* _Exercise prompt_
Each entry listed below should be reproduced word for word.

(Stored data entries)
------------------------------------

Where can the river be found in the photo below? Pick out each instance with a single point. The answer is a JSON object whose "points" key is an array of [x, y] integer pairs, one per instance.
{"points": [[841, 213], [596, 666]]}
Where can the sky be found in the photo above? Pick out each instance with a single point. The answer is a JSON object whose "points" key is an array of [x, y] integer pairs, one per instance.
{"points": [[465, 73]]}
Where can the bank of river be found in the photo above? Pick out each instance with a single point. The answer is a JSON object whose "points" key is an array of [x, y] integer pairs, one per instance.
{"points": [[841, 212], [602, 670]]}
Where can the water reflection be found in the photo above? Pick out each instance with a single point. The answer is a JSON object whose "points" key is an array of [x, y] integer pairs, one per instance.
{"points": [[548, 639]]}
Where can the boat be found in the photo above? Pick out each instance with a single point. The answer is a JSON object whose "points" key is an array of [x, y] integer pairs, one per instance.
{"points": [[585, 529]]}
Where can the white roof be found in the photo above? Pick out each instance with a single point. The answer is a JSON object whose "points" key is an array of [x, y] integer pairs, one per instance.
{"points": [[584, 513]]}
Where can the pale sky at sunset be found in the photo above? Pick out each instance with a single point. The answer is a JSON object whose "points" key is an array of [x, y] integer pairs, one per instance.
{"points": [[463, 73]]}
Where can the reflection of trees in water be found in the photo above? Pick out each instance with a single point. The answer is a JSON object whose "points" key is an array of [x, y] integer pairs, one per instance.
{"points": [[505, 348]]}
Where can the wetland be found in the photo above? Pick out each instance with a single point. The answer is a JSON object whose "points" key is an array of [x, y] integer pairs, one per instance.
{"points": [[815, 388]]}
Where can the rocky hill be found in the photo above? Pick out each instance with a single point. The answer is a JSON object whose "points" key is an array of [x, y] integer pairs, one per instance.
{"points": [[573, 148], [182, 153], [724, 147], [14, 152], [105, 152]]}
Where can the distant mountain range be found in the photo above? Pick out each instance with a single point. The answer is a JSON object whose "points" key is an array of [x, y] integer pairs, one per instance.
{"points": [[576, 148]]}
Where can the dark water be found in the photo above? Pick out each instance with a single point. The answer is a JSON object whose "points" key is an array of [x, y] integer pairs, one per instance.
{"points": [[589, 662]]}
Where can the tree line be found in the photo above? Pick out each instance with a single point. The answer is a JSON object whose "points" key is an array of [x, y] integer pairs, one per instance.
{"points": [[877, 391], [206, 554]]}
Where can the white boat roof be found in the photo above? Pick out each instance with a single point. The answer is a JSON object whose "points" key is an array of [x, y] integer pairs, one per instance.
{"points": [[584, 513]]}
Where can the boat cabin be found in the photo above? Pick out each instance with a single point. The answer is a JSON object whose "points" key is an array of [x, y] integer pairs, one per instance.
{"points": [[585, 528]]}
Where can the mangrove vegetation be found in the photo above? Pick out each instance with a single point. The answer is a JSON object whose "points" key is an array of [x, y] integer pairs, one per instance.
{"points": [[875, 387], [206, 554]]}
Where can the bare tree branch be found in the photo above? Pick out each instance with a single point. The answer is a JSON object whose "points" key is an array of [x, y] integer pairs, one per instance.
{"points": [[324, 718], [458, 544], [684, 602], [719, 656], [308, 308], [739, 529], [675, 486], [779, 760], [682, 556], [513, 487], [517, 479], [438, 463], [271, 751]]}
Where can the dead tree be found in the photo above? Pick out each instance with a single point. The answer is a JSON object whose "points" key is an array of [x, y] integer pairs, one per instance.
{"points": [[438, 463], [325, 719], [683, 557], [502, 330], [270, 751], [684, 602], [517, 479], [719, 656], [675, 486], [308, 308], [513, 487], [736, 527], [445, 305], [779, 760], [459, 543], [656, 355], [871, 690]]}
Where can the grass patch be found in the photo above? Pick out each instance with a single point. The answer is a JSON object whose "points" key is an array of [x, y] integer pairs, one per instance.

------------------------------------

* _Expected answer_
Where can the river be found in the photo below? Pick out each instance with a single point. The answer is a JSON object whose "points" key is an array of [x, y] integer pairs, one per instance.
{"points": [[841, 213], [596, 666]]}
Where can the sky be found in the photo above? Pick out each instance with a single point. The answer is a JSON object whose "points" key is an array of [x, y] integer pairs, one per instance.
{"points": [[465, 73]]}
Where can the bank of river be found in the photo above? Pick out each instance with a single point. The answer is a JSON object whose "points" key is an array of [x, y] integer pairs, one per instance.
{"points": [[841, 212], [602, 670]]}
Where can the water reflection be found in the photo above? Pick out each instance with a single point. The answer is a JSON object whose "points" key is an array of [x, y] integer pairs, one per instance.
{"points": [[548, 639]]}
Where can the boat be found in the photo above? Pick out each instance with a single point. The answer is a JSON object whose "points" key is an array of [x, y] integer pairs, one per instance.
{"points": [[585, 529]]}
Where can the white roof be found in the photo above? Pick out each instance with a single point. The answer is a JSON object whose "points" key is an array of [x, y] integer pairs, one per instance.
{"points": [[584, 513]]}
Where can the pale sky at sunset be found in the photo above? Pick out each instance with a single point. The answer is a JSON object whose "points" key is an array of [x, y] integer pairs, one per instance.
{"points": [[463, 73]]}
Where can the reflection of trees in water be found in the photo above? Pick out each instance with a single point. The answer is a JSON object whose "points" key is an array of [x, y] integer pairs, one per instance.
{"points": [[505, 348]]}
Where can the wetland be found in the photo above? Pick out each instance with a single point. The answer is a JSON object whose "points" key is an array of [x, y] integer pairs, one per instance.
{"points": [[815, 388]]}
Where can the rocky hill be found in the photo above? Pick out each instance with a single point. The answer is a JSON object whose "points" key is an array of [x, y] integer pairs, one per instance.
{"points": [[573, 148], [182, 153], [724, 147], [14, 152], [105, 152]]}
Where can the distant mountain range be found in the photo above? Pick out each instance with a single point. The answer is a JSON object whose "points" key is an array of [x, y] integer pairs, one per instance.
{"points": [[576, 148]]}
Where can the dark water be found in the photo above? Pick out each instance with a single point. The answer is a JSON object whose "points" key is an array of [x, y] integer pairs, one per instance.
{"points": [[589, 662]]}
Where can the tree line be found in the photo above? Pick out each instance with a single point. The answer is a JSON object whose "points" key is an array of [x, y] integer pairs, one per instance.
{"points": [[877, 391], [206, 554]]}
Where can the white boat roof be found in the photo above? Pick out each instance with a single point. The answer is a JSON object whose "points" key is an array of [x, y] integer pairs, one per instance.
{"points": [[584, 513]]}
Where can the boat cabin be found in the photo above? Pick out each instance with a single point. The answer is a JSON object whose "points" key is an array of [x, y] integer pairs, one per instance.
{"points": [[585, 528]]}
Where can the mangrove vegetation be found in the photo above? Pick out each instance with a single point. The answer is a JSON object whose "points" key is an array of [x, y] integer pairs, one per instance.
{"points": [[875, 387], [206, 554]]}
Where can the bare tree branch be found in the photo above? Pick out each instance with a single point. The answer is a JSON object whose "points" key is an array of [x, y] integer pairs, one per instance.
{"points": [[324, 718], [458, 544], [684, 602], [719, 656], [308, 308], [739, 529], [675, 486], [779, 760], [682, 556], [513, 487], [517, 479], [438, 463], [271, 751]]}
Where can the dead tree be found in the photo above? Pick out each instance with a single point. The answer is a JSON object whose "points" key is an array of [x, y] integer pairs, one per instance.
{"points": [[438, 463], [325, 719], [683, 557], [502, 330], [270, 751], [684, 602], [517, 479], [719, 656], [675, 486], [308, 308], [513, 487], [736, 527], [445, 305], [779, 760], [459, 543], [656, 355], [871, 690]]}
Where can the grass patch be found in the photo above? Pick out each instance with a single point. The answer is a JSON object whose "points" key is an array of [x, y] integer pairs, one per instance.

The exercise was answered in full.